#### [Work instructions]
Please pick out and copy every line of the data below that contains the word "sepal". Matches are case-sensitive.

#### [Material provided]

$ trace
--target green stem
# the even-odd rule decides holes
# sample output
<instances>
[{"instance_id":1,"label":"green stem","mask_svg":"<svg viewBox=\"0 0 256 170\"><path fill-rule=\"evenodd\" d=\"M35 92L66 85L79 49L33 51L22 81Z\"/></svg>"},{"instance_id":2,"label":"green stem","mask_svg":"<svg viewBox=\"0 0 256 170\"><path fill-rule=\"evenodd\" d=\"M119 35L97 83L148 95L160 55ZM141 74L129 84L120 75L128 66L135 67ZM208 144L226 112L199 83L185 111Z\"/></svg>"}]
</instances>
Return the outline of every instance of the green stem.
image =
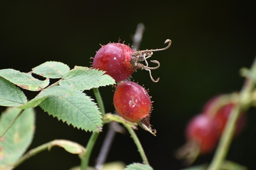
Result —
<instances>
[{"instance_id":1,"label":"green stem","mask_svg":"<svg viewBox=\"0 0 256 170\"><path fill-rule=\"evenodd\" d=\"M24 110L25 110L24 109L21 110L20 111L20 112L18 114L18 115L16 115L16 116L14 117L14 118L13 119L13 120L12 121L11 123L10 123L9 125L8 125L8 126L7 126L7 127L6 127L6 129L4 130L4 132L2 133L2 134L1 134L1 136L0 136L0 138L2 137L2 136L4 135L4 134L5 134L5 133L6 133L8 129L9 129L11 127L11 126L12 126L12 124L15 122L15 121L16 121L16 120L17 120L17 119L20 116L20 115L21 115L21 114L22 114L22 113L23 113L23 111L24 111Z\"/></svg>"},{"instance_id":2,"label":"green stem","mask_svg":"<svg viewBox=\"0 0 256 170\"><path fill-rule=\"evenodd\" d=\"M31 149L23 155L23 156L19 160L15 162L15 163L13 165L13 168L16 168L22 163L31 157L35 155L40 152L47 149L49 146L52 145L52 141L49 142L38 146L34 149Z\"/></svg>"},{"instance_id":3,"label":"green stem","mask_svg":"<svg viewBox=\"0 0 256 170\"><path fill-rule=\"evenodd\" d=\"M251 71L253 75L256 74L256 59L252 66ZM215 154L208 170L218 170L224 163L228 154L234 134L236 123L241 111L246 110L250 106L250 94L254 86L252 78L246 79L240 93L240 102L232 109L230 116L221 136Z\"/></svg>"},{"instance_id":4,"label":"green stem","mask_svg":"<svg viewBox=\"0 0 256 170\"><path fill-rule=\"evenodd\" d=\"M80 154L84 152L84 150L85 150L85 149L83 147L77 143L66 140L54 140L54 141L48 142L47 143L40 145L28 152L14 164L13 165L13 168L16 168L21 164L27 159L30 158L31 157L46 149L49 150L52 147L54 146L62 147L67 151L73 154ZM67 149L73 148L75 148L76 149L75 151L74 151L74 150L72 149L70 150L67 150Z\"/></svg>"},{"instance_id":5,"label":"green stem","mask_svg":"<svg viewBox=\"0 0 256 170\"><path fill-rule=\"evenodd\" d=\"M144 152L143 148L142 148L142 146L141 145L140 142L140 140L136 135L136 133L135 133L135 132L133 130L133 129L130 126L128 126L126 124L124 124L124 125L127 129L128 131L129 131L129 132L132 136L132 138L133 139L134 143L135 143L135 145L136 145L137 148L138 148L138 151L140 152L140 154L141 158L142 159L143 163L149 166L149 163L148 162L148 160L147 156L145 154L145 152Z\"/></svg>"},{"instance_id":6,"label":"green stem","mask_svg":"<svg viewBox=\"0 0 256 170\"><path fill-rule=\"evenodd\" d=\"M102 113L102 117L104 117L105 114L105 108L104 107L103 101L100 96L100 91L98 88L94 88L93 89L93 92L94 92L98 106L100 108L100 111ZM92 153L92 151L95 143L96 143L96 141L97 141L99 135L99 133L94 132L90 137L90 139L86 146L86 152L83 157L81 159L80 168L81 170L86 170L88 167L91 154Z\"/></svg>"}]
</instances>

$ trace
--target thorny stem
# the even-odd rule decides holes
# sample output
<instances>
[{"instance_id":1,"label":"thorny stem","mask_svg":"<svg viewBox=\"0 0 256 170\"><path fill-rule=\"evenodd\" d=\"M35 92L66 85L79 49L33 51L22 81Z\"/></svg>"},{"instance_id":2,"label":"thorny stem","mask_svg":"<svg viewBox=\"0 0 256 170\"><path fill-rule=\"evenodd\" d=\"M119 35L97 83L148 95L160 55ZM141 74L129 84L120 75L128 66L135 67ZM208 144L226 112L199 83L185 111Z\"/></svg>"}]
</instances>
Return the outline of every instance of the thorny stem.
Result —
<instances>
[{"instance_id":1,"label":"thorny stem","mask_svg":"<svg viewBox=\"0 0 256 170\"><path fill-rule=\"evenodd\" d=\"M19 112L19 113L17 115L16 115L16 116L14 117L14 118L12 121L11 123L10 123L9 125L8 125L7 127L6 127L6 129L4 130L4 131L2 133L2 134L1 134L1 136L0 136L0 138L2 137L4 135L5 133L6 133L7 131L8 131L10 128L11 127L11 126L12 126L12 124L13 124L15 121L16 121L16 120L17 120L17 119L19 118L20 115L21 115L21 114L22 113L23 113L23 111L24 111L24 109L22 109L20 111L20 112Z\"/></svg>"},{"instance_id":2,"label":"thorny stem","mask_svg":"<svg viewBox=\"0 0 256 170\"><path fill-rule=\"evenodd\" d=\"M134 143L135 143L135 145L136 145L137 148L138 148L138 151L140 152L140 156L141 156L141 158L142 159L143 163L146 165L149 166L149 163L148 162L148 160L147 156L145 154L145 152L144 152L143 148L140 142L140 140L136 135L136 133L135 133L135 132L133 130L133 129L131 126L129 125L128 126L126 124L124 124L124 125L127 129L128 131L129 131L132 138L133 139Z\"/></svg>"},{"instance_id":3,"label":"thorny stem","mask_svg":"<svg viewBox=\"0 0 256 170\"><path fill-rule=\"evenodd\" d=\"M135 30L135 33L132 39L133 42L132 46L132 50L135 50L139 49L142 39L142 36L144 29L145 26L142 23L139 23L137 25L137 28Z\"/></svg>"},{"instance_id":4,"label":"thorny stem","mask_svg":"<svg viewBox=\"0 0 256 170\"><path fill-rule=\"evenodd\" d=\"M100 91L98 88L94 88L93 92L95 96L95 98L97 101L98 106L100 108L100 111L102 114L102 117L105 115L105 108L103 104L103 101L102 100ZM97 132L92 133L90 139L87 143L86 146L86 151L85 154L83 156L83 157L81 159L81 170L86 170L89 164L89 161L90 157L91 154L93 147L96 143L96 141L99 136L99 133Z\"/></svg>"},{"instance_id":5,"label":"thorny stem","mask_svg":"<svg viewBox=\"0 0 256 170\"><path fill-rule=\"evenodd\" d=\"M251 71L253 75L256 74L256 59L252 66ZM234 136L236 123L241 111L246 110L249 107L250 102L250 94L254 85L253 79L251 77L247 78L240 93L240 102L231 111L208 170L218 170L224 162Z\"/></svg>"}]
</instances>

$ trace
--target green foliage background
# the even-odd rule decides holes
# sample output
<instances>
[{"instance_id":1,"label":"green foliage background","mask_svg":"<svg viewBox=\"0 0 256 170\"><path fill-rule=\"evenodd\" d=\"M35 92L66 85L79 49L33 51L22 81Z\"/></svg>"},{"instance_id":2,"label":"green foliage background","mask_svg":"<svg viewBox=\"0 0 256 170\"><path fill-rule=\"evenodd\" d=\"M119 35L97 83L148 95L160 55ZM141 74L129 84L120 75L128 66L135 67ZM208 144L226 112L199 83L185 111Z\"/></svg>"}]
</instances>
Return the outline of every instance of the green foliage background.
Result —
<instances>
[{"instance_id":1,"label":"green foliage background","mask_svg":"<svg viewBox=\"0 0 256 170\"><path fill-rule=\"evenodd\" d=\"M172 43L168 49L152 57L161 63L152 71L154 77L160 77L159 82L152 82L146 71L138 70L133 74L135 81L150 89L154 101L151 123L158 131L156 137L140 129L136 132L153 168L178 169L183 166L173 153L185 142L188 121L214 96L239 90L244 79L239 70L249 67L255 57L256 14L251 3L246 0L2 2L0 69L28 72L50 61L63 62L70 68L89 66L90 58L100 47L100 43L120 39L131 44L137 24L142 22L146 29L141 49L164 47L167 39ZM100 88L107 112L114 109L112 90L110 87ZM94 97L92 91L86 92ZM36 93L25 92L28 99ZM2 111L5 108L0 109ZM68 126L38 107L36 110L36 128L31 148L58 139L85 145L89 133ZM255 111L249 111L245 130L234 141L228 158L249 169L256 168ZM91 164L105 133L96 143ZM209 162L211 156L201 157L195 163ZM127 164L141 161L132 139L121 134L117 135L107 160L123 160ZM17 169L67 169L79 164L76 155L54 148Z\"/></svg>"}]
</instances>

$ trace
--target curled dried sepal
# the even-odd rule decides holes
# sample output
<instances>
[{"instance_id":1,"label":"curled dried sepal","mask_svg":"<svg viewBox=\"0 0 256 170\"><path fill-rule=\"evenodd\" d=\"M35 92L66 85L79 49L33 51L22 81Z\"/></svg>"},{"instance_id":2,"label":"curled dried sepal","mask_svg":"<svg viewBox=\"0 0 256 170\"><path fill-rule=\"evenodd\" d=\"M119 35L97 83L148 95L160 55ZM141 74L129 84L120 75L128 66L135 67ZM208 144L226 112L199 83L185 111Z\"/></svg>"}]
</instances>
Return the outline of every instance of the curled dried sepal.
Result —
<instances>
[{"instance_id":1,"label":"curled dried sepal","mask_svg":"<svg viewBox=\"0 0 256 170\"><path fill-rule=\"evenodd\" d=\"M156 136L156 129L152 129L151 128L151 125L149 123L150 117L147 117L140 121L139 123L140 126L145 131L148 131L150 133Z\"/></svg>"},{"instance_id":2,"label":"curled dried sepal","mask_svg":"<svg viewBox=\"0 0 256 170\"><path fill-rule=\"evenodd\" d=\"M158 64L158 66L154 67L148 66L148 63L147 61L147 59L153 55L153 51L158 51L164 50L168 49L172 43L172 41L170 39L167 39L164 42L164 43L168 43L167 46L165 48L160 49L155 49L151 50L145 50L134 51L132 55L132 60L131 63L132 66L136 68L141 69L142 70L146 70L149 72L149 74L152 81L154 82L158 82L159 80L158 77L156 80L155 80L151 74L151 70L154 70L158 68L160 66L160 63L157 60L152 60L150 61ZM145 61L146 65L144 65L140 63L140 61Z\"/></svg>"}]
</instances>

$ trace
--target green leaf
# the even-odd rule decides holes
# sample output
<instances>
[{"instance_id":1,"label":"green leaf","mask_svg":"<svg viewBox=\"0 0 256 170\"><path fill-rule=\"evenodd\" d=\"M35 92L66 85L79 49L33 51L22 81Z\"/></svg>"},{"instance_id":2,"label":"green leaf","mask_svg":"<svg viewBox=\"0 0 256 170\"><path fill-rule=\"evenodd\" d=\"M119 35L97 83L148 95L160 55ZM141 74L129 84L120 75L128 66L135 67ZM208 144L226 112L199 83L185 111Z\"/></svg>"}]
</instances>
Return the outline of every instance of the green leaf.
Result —
<instances>
[{"instance_id":1,"label":"green leaf","mask_svg":"<svg viewBox=\"0 0 256 170\"><path fill-rule=\"evenodd\" d=\"M207 164L196 165L186 168L180 170L206 170L207 169Z\"/></svg>"},{"instance_id":2,"label":"green leaf","mask_svg":"<svg viewBox=\"0 0 256 170\"><path fill-rule=\"evenodd\" d=\"M154 170L154 169L150 166L134 163L128 165L124 170Z\"/></svg>"},{"instance_id":3,"label":"green leaf","mask_svg":"<svg viewBox=\"0 0 256 170\"><path fill-rule=\"evenodd\" d=\"M32 68L32 72L44 77L59 78L62 78L69 70L68 66L62 63L47 61Z\"/></svg>"},{"instance_id":4,"label":"green leaf","mask_svg":"<svg viewBox=\"0 0 256 170\"><path fill-rule=\"evenodd\" d=\"M48 79L42 81L34 78L31 72L22 72L11 68L0 70L0 76L24 89L30 91L42 90L50 83Z\"/></svg>"},{"instance_id":5,"label":"green leaf","mask_svg":"<svg viewBox=\"0 0 256 170\"><path fill-rule=\"evenodd\" d=\"M3 131L21 109L8 107L0 119L0 132ZM11 165L25 152L30 145L35 130L35 113L26 109L0 139L0 166Z\"/></svg>"},{"instance_id":6,"label":"green leaf","mask_svg":"<svg viewBox=\"0 0 256 170\"><path fill-rule=\"evenodd\" d=\"M20 89L1 77L0 87L0 106L18 106L27 102L27 98Z\"/></svg>"},{"instance_id":7,"label":"green leaf","mask_svg":"<svg viewBox=\"0 0 256 170\"><path fill-rule=\"evenodd\" d=\"M30 101L19 107L22 109L26 109L37 106L47 97L60 92L66 93L67 94L72 94L75 88L70 86L57 86L43 90L40 94Z\"/></svg>"},{"instance_id":8,"label":"green leaf","mask_svg":"<svg viewBox=\"0 0 256 170\"><path fill-rule=\"evenodd\" d=\"M60 85L74 86L81 90L114 84L115 80L105 72L88 67L76 66L69 71L60 82Z\"/></svg>"},{"instance_id":9,"label":"green leaf","mask_svg":"<svg viewBox=\"0 0 256 170\"><path fill-rule=\"evenodd\" d=\"M48 97L39 105L50 115L68 125L86 131L101 131L102 117L92 99L80 90L73 95L60 92Z\"/></svg>"},{"instance_id":10,"label":"green leaf","mask_svg":"<svg viewBox=\"0 0 256 170\"><path fill-rule=\"evenodd\" d=\"M84 153L85 149L81 145L75 142L66 140L55 140L50 143L51 145L48 147L48 149L50 149L52 147L55 146L61 147L67 152L72 154L79 154Z\"/></svg>"}]
</instances>

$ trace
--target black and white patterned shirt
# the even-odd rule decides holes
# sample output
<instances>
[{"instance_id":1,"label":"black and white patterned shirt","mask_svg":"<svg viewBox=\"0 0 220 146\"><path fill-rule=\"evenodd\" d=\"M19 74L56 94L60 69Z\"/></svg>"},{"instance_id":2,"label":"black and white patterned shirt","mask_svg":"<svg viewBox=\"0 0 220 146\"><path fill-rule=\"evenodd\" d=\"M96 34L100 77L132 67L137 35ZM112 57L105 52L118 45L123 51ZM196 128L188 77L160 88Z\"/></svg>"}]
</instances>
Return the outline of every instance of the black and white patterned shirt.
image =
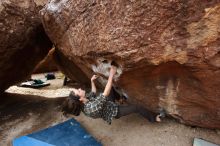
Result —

#### [Written response]
--target curled dried sepal
[{"instance_id":1,"label":"curled dried sepal","mask_svg":"<svg viewBox=\"0 0 256 170\"><path fill-rule=\"evenodd\" d=\"M35 92L66 85L79 49L33 51L22 81Z\"/></svg>"},{"instance_id":2,"label":"curled dried sepal","mask_svg":"<svg viewBox=\"0 0 256 170\"><path fill-rule=\"evenodd\" d=\"M119 35L97 83L148 95L160 55ZM141 74L129 84L120 75L128 66L135 67ZM208 144L226 112L199 83L185 111Z\"/></svg>"}]
Return the outline of every instance of the curled dried sepal.
[{"instance_id":1,"label":"curled dried sepal","mask_svg":"<svg viewBox=\"0 0 256 170\"><path fill-rule=\"evenodd\" d=\"M156 136L156 129L152 129L151 128L151 125L149 123L150 117L147 117L140 121L139 123L140 126L145 131L148 131L150 133Z\"/></svg>"},{"instance_id":2,"label":"curled dried sepal","mask_svg":"<svg viewBox=\"0 0 256 170\"><path fill-rule=\"evenodd\" d=\"M158 64L158 66L154 67L148 66L148 63L147 61L147 59L153 55L153 51L158 51L164 50L168 49L172 43L172 41L170 39L167 39L164 42L164 43L168 43L167 46L165 48L160 49L155 49L151 50L145 50L134 51L132 55L132 60L131 63L132 66L136 68L141 69L142 70L146 70L149 72L149 74L152 81L154 82L158 82L159 80L158 77L156 80L155 80L151 74L151 70L154 70L158 68L160 66L160 63L157 60L152 60L150 61ZM145 61L146 65L144 65L140 63L140 61Z\"/></svg>"}]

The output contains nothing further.